## [TASK BRIEF]
Render the items as a two-column CSV with the headers instruction and answer, starting with the line containing "For this dataset, tag each instance of the crowd" and continuing through the line containing "[[317, 185], [256, 189], [489, 200], [18, 183]]", both included. Give one row per item, placing its text and its answer each in a single quoted field with any line breaks replaced by spaces.

## [LISTED RECORDS]
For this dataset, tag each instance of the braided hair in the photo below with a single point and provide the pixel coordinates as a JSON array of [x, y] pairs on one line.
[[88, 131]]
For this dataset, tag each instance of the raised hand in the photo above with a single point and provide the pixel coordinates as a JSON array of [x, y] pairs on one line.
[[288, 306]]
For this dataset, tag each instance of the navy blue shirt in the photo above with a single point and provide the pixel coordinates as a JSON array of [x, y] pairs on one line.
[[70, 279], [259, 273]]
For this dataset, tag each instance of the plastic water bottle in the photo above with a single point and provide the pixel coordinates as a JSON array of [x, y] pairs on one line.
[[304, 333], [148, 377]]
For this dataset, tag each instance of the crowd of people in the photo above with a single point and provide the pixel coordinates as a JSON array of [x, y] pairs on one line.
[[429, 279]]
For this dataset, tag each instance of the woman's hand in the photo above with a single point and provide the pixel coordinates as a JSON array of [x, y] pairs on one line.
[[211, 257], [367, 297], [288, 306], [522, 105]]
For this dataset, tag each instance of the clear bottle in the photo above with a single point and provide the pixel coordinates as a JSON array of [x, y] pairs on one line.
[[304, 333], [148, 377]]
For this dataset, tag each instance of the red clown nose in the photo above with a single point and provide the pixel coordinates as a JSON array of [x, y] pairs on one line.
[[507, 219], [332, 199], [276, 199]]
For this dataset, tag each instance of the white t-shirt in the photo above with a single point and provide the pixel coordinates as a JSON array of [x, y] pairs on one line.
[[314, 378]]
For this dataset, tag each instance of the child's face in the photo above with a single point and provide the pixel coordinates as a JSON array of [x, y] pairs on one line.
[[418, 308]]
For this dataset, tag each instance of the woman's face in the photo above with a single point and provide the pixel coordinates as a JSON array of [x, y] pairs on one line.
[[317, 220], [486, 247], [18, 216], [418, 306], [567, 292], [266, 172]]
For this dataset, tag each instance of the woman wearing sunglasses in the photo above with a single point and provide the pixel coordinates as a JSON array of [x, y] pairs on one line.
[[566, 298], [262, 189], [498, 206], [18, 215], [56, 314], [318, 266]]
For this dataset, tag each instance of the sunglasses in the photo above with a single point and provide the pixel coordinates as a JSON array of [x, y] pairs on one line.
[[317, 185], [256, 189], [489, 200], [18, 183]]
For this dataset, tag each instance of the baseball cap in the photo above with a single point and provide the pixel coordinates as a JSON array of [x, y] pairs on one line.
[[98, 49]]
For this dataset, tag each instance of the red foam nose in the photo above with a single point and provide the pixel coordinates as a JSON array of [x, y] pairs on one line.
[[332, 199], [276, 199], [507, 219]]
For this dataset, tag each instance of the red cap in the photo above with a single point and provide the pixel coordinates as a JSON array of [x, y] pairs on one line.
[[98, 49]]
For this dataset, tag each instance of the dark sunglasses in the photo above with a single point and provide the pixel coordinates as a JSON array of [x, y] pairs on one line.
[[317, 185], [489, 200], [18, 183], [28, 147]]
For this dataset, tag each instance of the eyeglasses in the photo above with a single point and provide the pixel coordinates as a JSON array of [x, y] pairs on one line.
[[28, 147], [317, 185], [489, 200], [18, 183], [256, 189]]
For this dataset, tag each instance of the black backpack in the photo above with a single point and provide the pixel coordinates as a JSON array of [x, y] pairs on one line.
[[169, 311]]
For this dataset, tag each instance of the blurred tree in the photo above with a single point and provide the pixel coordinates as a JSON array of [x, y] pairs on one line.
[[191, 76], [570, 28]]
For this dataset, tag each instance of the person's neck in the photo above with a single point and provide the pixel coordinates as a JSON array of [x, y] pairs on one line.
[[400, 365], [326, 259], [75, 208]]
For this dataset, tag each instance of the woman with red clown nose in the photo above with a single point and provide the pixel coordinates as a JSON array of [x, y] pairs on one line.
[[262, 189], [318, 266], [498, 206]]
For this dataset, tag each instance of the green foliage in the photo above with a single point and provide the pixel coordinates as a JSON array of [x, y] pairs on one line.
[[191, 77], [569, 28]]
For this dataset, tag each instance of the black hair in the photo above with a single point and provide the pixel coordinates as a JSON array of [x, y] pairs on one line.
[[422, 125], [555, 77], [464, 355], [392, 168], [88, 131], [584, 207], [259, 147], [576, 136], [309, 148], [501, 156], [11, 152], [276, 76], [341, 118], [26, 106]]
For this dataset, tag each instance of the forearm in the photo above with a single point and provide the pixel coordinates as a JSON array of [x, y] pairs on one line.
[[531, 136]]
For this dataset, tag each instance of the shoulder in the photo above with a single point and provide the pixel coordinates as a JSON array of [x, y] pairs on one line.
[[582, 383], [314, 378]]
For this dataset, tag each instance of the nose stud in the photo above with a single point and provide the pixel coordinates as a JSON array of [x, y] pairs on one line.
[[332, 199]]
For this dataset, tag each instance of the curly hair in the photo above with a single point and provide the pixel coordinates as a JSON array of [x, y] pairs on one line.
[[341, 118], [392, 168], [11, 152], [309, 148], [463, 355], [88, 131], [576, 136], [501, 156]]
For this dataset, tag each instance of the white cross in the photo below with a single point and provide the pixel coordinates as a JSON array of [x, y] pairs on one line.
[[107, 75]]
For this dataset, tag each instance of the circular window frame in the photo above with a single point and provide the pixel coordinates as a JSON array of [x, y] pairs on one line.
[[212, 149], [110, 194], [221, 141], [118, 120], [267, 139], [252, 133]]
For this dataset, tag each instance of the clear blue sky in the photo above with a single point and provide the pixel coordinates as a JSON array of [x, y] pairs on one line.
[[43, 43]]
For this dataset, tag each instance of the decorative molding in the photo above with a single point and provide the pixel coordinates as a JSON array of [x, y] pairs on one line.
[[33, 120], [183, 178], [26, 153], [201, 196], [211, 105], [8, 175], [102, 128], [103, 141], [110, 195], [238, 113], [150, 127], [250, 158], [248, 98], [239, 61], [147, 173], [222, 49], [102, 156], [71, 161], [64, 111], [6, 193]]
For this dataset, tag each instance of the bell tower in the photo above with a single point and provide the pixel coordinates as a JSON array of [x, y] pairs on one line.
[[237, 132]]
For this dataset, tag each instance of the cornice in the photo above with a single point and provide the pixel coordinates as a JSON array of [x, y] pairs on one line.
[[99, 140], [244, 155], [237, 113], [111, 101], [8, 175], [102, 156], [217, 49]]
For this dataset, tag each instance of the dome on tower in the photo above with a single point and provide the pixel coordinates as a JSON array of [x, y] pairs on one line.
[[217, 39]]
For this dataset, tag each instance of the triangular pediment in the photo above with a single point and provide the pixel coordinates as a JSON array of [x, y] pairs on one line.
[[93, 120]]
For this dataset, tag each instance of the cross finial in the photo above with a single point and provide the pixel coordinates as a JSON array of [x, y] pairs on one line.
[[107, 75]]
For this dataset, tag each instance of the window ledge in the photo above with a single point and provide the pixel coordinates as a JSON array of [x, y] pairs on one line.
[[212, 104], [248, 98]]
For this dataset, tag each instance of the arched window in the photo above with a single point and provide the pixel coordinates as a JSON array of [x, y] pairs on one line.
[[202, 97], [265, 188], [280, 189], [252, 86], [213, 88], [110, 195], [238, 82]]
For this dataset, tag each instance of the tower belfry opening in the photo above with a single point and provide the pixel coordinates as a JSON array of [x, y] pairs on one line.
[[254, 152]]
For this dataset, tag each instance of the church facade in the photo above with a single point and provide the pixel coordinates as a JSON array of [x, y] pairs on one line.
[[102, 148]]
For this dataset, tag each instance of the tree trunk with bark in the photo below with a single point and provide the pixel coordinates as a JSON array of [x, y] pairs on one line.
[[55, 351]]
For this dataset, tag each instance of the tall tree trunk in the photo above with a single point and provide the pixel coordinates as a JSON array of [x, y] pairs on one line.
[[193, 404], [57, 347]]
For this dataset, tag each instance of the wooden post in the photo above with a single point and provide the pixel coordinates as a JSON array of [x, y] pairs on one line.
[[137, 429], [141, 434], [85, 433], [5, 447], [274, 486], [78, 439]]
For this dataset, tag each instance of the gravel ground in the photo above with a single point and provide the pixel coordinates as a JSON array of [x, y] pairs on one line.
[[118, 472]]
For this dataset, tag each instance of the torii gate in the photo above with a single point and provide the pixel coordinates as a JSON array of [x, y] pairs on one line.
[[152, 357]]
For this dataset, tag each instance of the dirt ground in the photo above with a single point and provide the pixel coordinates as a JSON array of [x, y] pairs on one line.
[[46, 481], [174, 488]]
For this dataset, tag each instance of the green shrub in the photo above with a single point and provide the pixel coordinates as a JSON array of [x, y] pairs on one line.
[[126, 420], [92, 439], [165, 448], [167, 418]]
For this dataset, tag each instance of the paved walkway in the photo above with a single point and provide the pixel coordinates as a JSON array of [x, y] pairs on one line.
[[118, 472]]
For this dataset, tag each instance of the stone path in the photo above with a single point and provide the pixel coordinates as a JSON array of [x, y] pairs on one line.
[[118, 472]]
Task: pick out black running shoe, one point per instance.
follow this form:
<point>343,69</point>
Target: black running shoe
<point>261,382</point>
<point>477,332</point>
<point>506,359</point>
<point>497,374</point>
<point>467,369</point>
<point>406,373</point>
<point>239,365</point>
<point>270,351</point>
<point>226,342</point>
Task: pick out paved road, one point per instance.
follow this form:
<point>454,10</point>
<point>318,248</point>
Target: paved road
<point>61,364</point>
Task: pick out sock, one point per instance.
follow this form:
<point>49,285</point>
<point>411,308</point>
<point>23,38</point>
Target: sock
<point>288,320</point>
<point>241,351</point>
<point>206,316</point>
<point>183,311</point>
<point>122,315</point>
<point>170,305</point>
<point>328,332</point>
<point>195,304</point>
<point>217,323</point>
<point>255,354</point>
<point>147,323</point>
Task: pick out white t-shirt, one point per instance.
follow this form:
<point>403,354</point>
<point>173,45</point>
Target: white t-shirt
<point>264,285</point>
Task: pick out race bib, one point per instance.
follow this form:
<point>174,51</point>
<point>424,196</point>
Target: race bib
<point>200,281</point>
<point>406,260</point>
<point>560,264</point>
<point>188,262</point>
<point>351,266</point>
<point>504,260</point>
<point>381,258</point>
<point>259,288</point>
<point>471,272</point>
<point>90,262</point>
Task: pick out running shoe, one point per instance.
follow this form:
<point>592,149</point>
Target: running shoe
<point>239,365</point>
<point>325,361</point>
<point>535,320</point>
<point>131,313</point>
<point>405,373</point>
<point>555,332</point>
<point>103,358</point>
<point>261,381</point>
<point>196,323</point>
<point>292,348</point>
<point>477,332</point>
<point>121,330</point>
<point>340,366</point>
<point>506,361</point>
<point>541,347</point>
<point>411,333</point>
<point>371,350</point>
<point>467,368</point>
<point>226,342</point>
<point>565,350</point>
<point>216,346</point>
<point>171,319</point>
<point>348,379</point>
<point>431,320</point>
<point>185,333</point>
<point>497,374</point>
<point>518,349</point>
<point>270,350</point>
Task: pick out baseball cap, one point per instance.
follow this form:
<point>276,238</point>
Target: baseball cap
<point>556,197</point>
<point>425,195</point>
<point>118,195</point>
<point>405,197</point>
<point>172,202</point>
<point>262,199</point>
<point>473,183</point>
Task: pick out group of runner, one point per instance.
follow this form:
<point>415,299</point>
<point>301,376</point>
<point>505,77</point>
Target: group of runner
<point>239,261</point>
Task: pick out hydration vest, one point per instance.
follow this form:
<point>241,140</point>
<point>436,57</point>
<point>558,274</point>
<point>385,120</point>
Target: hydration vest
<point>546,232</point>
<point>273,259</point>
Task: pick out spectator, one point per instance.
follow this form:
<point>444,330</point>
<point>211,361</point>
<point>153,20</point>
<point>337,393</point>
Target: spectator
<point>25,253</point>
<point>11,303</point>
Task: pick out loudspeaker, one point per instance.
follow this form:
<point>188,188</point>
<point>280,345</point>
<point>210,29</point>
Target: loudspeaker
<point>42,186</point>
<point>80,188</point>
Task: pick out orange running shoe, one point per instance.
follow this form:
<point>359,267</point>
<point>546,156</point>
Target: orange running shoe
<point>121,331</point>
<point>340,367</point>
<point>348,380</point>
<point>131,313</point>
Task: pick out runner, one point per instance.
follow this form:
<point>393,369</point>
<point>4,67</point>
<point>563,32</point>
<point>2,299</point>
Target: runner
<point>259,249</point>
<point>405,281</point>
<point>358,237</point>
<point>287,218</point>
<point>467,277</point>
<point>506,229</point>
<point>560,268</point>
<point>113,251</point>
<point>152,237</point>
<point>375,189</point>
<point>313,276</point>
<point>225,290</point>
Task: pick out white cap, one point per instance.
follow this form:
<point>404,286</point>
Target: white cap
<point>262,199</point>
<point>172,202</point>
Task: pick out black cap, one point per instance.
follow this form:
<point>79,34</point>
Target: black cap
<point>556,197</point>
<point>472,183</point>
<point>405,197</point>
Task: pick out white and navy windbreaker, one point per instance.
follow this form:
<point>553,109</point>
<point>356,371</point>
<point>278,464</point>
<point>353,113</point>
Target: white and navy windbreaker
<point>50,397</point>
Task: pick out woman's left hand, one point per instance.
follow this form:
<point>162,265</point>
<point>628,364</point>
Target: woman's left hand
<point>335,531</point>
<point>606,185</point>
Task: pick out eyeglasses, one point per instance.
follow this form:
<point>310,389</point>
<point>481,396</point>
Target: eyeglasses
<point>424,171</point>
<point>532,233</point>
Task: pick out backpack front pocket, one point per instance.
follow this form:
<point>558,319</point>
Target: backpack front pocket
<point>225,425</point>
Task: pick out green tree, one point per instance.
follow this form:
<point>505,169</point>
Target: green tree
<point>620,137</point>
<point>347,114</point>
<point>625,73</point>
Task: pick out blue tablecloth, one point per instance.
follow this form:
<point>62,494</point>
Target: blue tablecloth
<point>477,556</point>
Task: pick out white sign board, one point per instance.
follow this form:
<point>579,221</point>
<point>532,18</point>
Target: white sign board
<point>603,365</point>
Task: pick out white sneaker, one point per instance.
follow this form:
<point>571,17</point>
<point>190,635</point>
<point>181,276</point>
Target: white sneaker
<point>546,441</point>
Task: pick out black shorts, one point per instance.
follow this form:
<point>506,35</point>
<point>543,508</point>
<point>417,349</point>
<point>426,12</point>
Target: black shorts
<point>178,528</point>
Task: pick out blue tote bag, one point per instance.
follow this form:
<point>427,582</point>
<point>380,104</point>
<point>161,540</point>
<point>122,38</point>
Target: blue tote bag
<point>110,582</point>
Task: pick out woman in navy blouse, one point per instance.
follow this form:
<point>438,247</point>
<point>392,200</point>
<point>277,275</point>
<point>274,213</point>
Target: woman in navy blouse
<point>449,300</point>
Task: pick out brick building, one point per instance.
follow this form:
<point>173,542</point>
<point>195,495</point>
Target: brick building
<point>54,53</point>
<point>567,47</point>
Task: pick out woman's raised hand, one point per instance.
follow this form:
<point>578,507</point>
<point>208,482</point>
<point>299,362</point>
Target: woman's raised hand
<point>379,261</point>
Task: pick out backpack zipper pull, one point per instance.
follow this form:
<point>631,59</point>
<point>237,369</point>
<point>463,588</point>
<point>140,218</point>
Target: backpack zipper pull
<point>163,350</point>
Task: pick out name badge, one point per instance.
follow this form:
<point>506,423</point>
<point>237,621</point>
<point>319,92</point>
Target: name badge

## [RESULT]
instruction,answer
"For this dataset, tag each instance of the crowd of people in the photo above with a single point and provide the pixel coordinates as a JSON array of [x, y] pairs on one line.","[[429, 279]]"
"For this dataset, tag each instance of the woman's hand in the photo above with a single point and provide the pixel coordinates as a JSON array of [x, y] pairs on one line.","[[211, 257], [367, 297], [288, 306], [522, 105]]"
"For this dataset, tag each instance of the clear bottle in the photo above with a single point and provide the pixel coordinates as a JSON array of [x, y] pairs on one line.","[[304, 333], [148, 377]]"
"For this dataset, tag each instance of the red clown nose in the photo above with a single point and provide the pixel coordinates as a JSON array of [x, y] pairs on one line.","[[507, 219], [332, 199], [276, 199]]"
"For this dataset, tag each instance of the white t-shirt in the photo above with a single point and provide the pixel coordinates as a JSON array of [x, y] pairs on one line.","[[314, 378]]"
"For this dataset, tag each instance of the child's face in the photo above with a single point and provide the pixel coordinates as a JSON array of [x, y] pairs on one line.","[[418, 308]]"
"For this dataset, tag each instance of the woman's face in the photo above with a single point and provide the pixel coordinates as a JSON array of [x, y] pairs on one line.","[[317, 220], [486, 247], [18, 216], [418, 306], [567, 292], [266, 172]]"
"For this dataset, tag each instance of the woman wearing sunglasses in the photo above with a single point and provide the pixel coordinates as a JSON array of [x, y] pairs on one line.","[[566, 298], [262, 189], [498, 206], [18, 215], [56, 314], [318, 266]]"
"For this dataset, tag each instance of the sunglasses in the photo above with a single point and provide the pixel coordinates as a JSON array of [x, y] pairs on one line.","[[317, 185], [256, 189], [489, 200], [18, 183]]"